Stored records:

┄┄┄┄┄┄┄┄┄┄┄┄┄┄┄┄┄┄┄┄

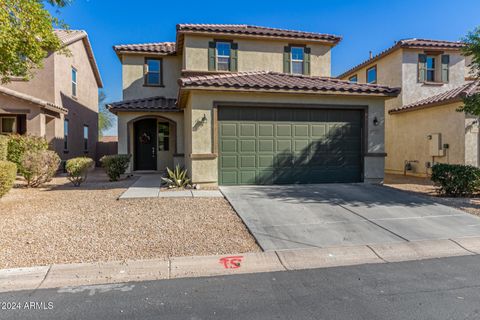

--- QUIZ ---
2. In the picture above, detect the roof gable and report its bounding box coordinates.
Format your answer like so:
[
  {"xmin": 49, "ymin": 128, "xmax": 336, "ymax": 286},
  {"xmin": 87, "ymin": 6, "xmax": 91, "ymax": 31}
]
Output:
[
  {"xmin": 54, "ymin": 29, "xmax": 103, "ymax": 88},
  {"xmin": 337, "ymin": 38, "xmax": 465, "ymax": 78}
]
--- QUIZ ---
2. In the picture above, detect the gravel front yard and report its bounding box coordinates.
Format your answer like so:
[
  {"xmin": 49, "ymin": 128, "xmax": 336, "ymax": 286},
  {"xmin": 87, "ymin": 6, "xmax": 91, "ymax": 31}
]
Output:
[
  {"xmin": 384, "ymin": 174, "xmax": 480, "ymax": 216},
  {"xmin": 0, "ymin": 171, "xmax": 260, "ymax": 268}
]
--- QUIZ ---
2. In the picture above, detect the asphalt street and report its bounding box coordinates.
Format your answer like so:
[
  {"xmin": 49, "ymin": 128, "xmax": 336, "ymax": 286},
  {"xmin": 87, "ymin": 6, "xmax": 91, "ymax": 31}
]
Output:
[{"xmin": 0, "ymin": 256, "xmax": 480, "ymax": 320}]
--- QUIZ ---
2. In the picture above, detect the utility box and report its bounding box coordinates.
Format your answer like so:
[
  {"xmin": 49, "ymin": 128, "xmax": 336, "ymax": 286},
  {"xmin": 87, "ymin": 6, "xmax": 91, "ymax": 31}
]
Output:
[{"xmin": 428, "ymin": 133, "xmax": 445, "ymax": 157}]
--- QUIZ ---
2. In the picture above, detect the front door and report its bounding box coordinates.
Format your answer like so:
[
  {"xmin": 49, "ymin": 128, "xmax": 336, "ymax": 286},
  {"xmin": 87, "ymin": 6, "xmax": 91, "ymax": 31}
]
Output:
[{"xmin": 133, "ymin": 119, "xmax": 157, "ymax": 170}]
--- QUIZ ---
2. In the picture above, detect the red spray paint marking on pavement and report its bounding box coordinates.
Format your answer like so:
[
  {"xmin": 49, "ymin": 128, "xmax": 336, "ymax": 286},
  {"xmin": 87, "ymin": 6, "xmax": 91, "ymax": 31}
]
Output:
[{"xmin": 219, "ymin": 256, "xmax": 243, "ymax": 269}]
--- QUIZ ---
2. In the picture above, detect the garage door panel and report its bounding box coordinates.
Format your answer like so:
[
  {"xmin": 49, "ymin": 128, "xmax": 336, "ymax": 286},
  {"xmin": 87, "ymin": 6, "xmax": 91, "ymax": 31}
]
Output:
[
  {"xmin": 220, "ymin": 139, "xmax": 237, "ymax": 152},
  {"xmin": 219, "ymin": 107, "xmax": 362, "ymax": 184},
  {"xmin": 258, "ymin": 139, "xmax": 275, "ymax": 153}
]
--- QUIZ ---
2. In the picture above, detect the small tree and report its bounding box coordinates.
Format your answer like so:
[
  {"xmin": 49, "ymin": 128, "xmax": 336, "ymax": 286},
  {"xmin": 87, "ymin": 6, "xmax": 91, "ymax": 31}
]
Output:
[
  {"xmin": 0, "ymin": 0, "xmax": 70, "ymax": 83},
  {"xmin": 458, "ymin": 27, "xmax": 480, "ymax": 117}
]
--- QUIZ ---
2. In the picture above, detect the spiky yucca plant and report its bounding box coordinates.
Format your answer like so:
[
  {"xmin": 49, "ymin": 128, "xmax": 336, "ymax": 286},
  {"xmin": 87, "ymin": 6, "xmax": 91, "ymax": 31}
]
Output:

┄┄┄┄┄┄┄┄┄┄┄┄┄┄┄┄┄┄┄┄

Set exercise:
List each line of the listing above that contains the word "front".

Result:
2. In the picture above, detect the gravel front yard and report its bounding box coordinates.
2. In the picture above, detect the front door and report its bounding box coordinates.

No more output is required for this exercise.